(Stated goal):
Extract the stretch of the material below from the line containing "Where can you see the passenger" through the end of the material, reproducing each line verbatim.

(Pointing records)
• • • • •
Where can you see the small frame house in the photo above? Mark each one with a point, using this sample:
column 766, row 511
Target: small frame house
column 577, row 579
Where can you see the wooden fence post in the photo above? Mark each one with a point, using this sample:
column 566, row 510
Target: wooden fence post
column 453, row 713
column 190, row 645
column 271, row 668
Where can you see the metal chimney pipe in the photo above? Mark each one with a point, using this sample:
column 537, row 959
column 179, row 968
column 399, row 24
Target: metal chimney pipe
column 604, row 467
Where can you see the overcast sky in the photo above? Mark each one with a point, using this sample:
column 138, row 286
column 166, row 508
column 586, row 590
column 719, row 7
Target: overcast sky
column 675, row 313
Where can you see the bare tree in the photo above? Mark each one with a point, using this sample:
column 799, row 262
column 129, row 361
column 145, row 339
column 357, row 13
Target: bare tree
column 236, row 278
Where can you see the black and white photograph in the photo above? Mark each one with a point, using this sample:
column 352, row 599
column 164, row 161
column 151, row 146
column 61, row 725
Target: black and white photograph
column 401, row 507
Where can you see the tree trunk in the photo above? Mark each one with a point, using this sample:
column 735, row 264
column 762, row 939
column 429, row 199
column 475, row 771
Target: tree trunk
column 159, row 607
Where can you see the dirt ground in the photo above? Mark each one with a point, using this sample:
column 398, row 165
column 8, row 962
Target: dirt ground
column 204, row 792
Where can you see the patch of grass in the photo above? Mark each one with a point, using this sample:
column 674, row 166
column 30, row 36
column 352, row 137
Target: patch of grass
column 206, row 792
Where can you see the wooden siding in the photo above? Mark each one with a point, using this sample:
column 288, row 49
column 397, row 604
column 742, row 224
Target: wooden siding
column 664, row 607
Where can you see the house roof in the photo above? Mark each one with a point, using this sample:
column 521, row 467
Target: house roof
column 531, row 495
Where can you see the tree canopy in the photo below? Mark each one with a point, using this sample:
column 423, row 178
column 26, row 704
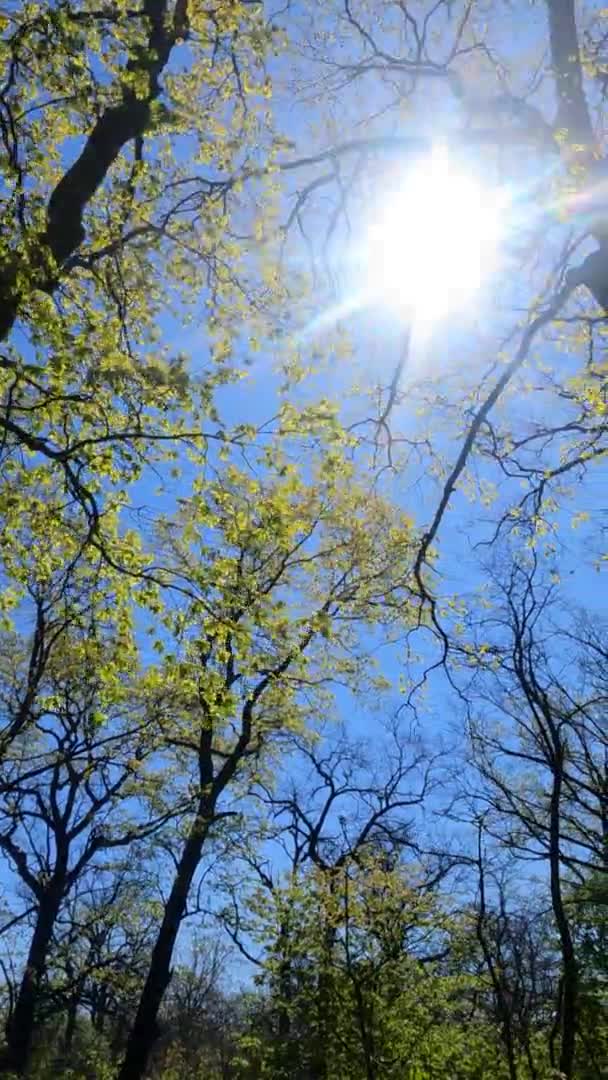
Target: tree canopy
column 304, row 759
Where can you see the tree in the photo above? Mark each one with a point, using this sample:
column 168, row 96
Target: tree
column 67, row 785
column 280, row 576
column 555, row 810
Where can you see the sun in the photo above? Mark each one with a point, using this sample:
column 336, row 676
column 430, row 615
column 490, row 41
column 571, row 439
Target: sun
column 433, row 242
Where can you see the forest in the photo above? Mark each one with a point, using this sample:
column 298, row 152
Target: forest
column 304, row 634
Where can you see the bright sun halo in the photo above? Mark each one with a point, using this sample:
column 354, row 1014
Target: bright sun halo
column 434, row 241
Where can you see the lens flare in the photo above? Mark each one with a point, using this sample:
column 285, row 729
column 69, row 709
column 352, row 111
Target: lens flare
column 433, row 242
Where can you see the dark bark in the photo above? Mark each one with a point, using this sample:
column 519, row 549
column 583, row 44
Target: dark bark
column 572, row 111
column 501, row 1000
column 145, row 1029
column 573, row 119
column 568, row 1003
column 21, row 1027
column 117, row 126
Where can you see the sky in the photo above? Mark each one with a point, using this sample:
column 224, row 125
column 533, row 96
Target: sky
column 453, row 352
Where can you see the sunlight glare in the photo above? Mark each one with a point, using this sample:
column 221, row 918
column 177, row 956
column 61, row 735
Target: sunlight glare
column 434, row 242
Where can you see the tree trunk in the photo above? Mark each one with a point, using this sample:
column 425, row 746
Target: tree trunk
column 19, row 1029
column 569, row 968
column 145, row 1028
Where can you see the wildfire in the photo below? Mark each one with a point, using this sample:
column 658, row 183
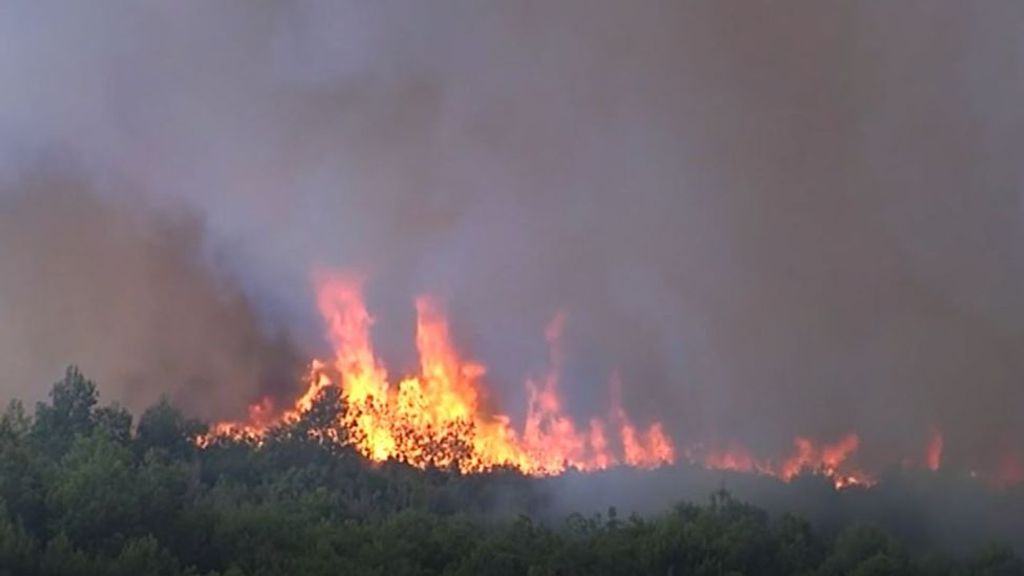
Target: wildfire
column 830, row 460
column 441, row 416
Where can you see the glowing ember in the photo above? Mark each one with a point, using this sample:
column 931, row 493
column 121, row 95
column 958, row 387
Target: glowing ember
column 438, row 418
column 830, row 460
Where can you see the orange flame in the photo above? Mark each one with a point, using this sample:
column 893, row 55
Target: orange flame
column 439, row 417
column 934, row 456
column 829, row 460
column 442, row 418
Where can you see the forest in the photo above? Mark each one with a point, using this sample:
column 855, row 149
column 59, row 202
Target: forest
column 87, row 489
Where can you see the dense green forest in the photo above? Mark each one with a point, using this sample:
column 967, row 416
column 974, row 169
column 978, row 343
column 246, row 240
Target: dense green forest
column 86, row 490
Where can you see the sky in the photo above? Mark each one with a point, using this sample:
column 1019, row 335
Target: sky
column 771, row 218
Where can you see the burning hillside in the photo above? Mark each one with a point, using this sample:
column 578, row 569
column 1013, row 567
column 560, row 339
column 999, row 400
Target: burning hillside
column 443, row 417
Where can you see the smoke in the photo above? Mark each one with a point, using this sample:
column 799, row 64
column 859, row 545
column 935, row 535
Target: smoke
column 771, row 219
column 125, row 293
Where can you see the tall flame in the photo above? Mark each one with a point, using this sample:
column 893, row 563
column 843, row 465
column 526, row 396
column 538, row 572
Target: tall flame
column 438, row 417
column 441, row 416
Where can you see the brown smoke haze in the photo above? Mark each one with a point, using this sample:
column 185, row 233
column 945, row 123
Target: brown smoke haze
column 772, row 218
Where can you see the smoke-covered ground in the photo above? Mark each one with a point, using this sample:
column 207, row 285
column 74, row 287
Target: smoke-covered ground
column 772, row 219
column 940, row 511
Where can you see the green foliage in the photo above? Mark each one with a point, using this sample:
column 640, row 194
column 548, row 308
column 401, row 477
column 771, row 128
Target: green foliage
column 83, row 493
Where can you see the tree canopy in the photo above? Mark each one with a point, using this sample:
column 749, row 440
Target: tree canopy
column 85, row 492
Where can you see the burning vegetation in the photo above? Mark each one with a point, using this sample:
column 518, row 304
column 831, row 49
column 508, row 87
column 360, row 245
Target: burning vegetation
column 443, row 418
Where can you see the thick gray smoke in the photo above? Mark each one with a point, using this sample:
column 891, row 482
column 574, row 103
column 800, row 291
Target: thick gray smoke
column 125, row 293
column 771, row 218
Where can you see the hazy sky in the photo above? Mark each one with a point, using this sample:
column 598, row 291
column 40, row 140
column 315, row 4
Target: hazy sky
column 771, row 217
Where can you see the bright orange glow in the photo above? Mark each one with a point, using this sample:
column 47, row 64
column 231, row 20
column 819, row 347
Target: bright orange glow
column 830, row 460
column 439, row 417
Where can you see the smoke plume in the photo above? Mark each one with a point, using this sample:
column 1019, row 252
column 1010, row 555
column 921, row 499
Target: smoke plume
column 770, row 218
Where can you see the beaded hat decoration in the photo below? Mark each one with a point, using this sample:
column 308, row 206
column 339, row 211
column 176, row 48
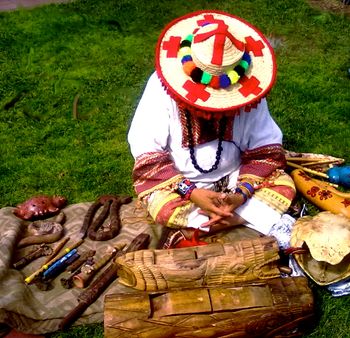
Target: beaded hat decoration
column 215, row 62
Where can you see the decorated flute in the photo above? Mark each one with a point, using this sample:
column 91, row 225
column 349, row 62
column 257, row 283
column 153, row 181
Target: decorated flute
column 90, row 294
column 33, row 276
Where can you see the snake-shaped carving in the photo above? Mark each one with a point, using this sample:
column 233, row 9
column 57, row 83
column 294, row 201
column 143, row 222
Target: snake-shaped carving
column 43, row 231
column 95, row 229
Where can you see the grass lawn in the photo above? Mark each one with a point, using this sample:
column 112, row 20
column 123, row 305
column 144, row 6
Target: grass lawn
column 71, row 76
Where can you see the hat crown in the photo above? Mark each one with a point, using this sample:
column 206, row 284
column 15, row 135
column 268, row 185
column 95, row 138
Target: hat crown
column 215, row 48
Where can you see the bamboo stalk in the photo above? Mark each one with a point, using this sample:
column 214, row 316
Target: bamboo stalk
column 305, row 159
column 314, row 172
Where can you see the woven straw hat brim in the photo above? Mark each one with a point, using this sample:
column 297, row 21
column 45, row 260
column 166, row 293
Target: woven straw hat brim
column 255, row 84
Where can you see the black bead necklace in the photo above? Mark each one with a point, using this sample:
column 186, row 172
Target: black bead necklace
column 222, row 127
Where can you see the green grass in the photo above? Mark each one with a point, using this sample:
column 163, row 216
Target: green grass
column 103, row 51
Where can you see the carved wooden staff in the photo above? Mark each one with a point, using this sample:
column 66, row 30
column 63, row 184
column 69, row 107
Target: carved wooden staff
column 89, row 296
column 30, row 279
column 83, row 279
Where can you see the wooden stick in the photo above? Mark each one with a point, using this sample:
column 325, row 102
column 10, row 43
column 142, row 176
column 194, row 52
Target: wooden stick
column 305, row 159
column 314, row 172
column 320, row 163
column 58, row 248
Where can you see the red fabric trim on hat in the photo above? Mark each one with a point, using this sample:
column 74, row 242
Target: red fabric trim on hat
column 250, row 85
column 196, row 91
column 172, row 46
column 254, row 46
column 213, row 110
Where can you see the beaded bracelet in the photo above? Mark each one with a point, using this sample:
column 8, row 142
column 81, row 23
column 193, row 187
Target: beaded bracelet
column 239, row 191
column 185, row 188
column 248, row 186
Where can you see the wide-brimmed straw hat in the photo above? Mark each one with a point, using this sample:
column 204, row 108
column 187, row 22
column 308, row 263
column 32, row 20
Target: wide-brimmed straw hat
column 215, row 62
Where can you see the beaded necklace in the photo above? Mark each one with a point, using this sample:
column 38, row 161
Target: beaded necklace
column 222, row 127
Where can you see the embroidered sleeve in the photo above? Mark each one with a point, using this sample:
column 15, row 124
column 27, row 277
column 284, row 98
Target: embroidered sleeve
column 153, row 171
column 262, row 161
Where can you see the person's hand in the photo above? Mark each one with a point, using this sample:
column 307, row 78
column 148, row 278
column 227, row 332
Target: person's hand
column 210, row 202
column 228, row 204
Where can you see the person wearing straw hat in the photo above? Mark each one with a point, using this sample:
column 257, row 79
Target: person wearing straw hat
column 208, row 154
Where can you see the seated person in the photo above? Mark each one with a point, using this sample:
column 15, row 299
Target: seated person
column 208, row 155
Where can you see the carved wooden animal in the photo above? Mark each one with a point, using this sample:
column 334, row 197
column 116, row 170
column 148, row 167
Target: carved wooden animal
column 43, row 231
column 280, row 307
column 40, row 207
column 212, row 264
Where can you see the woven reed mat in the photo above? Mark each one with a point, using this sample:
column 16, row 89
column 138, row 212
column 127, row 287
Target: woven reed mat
column 30, row 310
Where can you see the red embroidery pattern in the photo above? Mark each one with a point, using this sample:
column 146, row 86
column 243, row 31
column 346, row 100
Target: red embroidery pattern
column 254, row 46
column 304, row 176
column 172, row 46
column 221, row 33
column 313, row 191
column 346, row 202
column 325, row 194
column 250, row 85
column 196, row 91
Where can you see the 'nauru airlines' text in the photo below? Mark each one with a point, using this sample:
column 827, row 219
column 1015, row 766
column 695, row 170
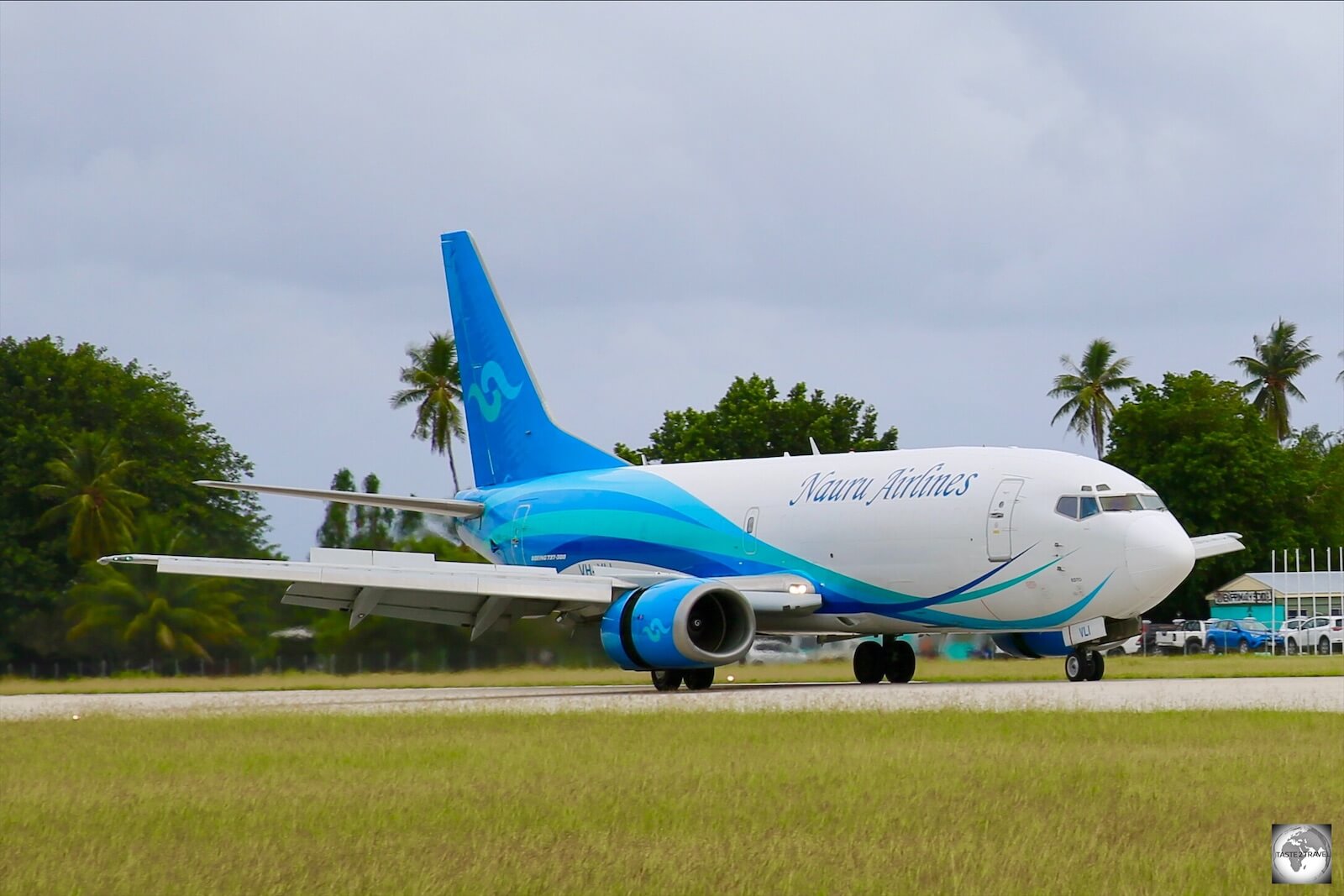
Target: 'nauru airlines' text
column 900, row 484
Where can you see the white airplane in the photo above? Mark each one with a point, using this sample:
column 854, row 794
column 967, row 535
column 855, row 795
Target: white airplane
column 683, row 564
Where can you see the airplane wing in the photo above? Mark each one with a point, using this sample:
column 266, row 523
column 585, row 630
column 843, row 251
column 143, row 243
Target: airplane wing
column 484, row 597
column 443, row 506
column 1210, row 546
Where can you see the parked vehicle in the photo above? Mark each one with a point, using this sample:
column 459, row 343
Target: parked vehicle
column 1323, row 634
column 1290, row 638
column 1186, row 636
column 1241, row 636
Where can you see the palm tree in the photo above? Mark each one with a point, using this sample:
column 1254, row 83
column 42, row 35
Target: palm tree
column 1277, row 360
column 1086, row 385
column 87, row 484
column 155, row 616
column 434, row 385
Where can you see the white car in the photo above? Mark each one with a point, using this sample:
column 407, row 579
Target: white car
column 1289, row 638
column 1323, row 634
column 765, row 652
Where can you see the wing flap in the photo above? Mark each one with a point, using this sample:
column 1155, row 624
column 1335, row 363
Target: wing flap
column 396, row 571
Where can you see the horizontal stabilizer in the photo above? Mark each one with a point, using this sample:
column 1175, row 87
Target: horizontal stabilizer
column 1210, row 546
column 441, row 506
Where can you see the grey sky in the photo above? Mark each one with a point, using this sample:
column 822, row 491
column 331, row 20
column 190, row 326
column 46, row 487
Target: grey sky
column 922, row 206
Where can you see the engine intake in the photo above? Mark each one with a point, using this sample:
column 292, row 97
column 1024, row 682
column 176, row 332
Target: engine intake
column 679, row 624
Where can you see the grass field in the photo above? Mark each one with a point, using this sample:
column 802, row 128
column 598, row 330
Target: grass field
column 1196, row 667
column 604, row 804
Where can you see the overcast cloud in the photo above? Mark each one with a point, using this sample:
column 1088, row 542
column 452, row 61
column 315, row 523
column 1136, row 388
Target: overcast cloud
column 922, row 206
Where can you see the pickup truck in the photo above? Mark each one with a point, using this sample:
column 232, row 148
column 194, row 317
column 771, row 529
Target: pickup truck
column 1184, row 636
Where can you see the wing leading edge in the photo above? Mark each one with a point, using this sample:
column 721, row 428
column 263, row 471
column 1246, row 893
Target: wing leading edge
column 443, row 506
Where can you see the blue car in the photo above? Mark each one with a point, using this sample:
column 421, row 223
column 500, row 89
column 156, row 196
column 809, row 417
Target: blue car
column 1241, row 636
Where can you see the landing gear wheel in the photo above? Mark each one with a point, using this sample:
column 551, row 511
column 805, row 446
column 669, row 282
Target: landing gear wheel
column 1079, row 665
column 665, row 679
column 698, row 679
column 900, row 663
column 870, row 663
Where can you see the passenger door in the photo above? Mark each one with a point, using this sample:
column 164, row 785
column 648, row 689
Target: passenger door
column 999, row 523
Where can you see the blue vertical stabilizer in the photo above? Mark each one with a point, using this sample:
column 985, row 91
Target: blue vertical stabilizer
column 512, row 437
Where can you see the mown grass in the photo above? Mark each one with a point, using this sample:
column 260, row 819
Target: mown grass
column 1196, row 667
column 605, row 804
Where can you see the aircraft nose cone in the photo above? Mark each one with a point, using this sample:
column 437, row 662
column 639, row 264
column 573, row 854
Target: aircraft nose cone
column 1158, row 555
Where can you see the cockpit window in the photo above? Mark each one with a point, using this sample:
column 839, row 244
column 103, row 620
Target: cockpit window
column 1112, row 503
column 1068, row 506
• • • • •
(Answer to this problem):
Where can you see the passenger door in the photo above? Mark each one with a point, using this sample:
column 164, row 785
column 648, row 689
Target: passenger door
column 999, row 523
Where can you see the blue vertical stabilizer in the photo above? Mark each one with a point, using this sample:
column 985, row 91
Target: blue vertical stabilizer
column 512, row 437
Where can you see the mown grass in the photo above? Mark each one with a point, using this sample:
column 260, row 819
Target: mown grass
column 1196, row 667
column 605, row 804
Where can you see the aircraft nose cone in the photo above? Mark each one with a point, using this sample:
column 437, row 662
column 639, row 264
column 573, row 854
Target: aircraft nose cone
column 1158, row 555
Where can you see the cockpit window in the photo above? Mark each one with a point, using this sample:
column 839, row 244
column 103, row 620
Target: cockpit window
column 1112, row 503
column 1068, row 506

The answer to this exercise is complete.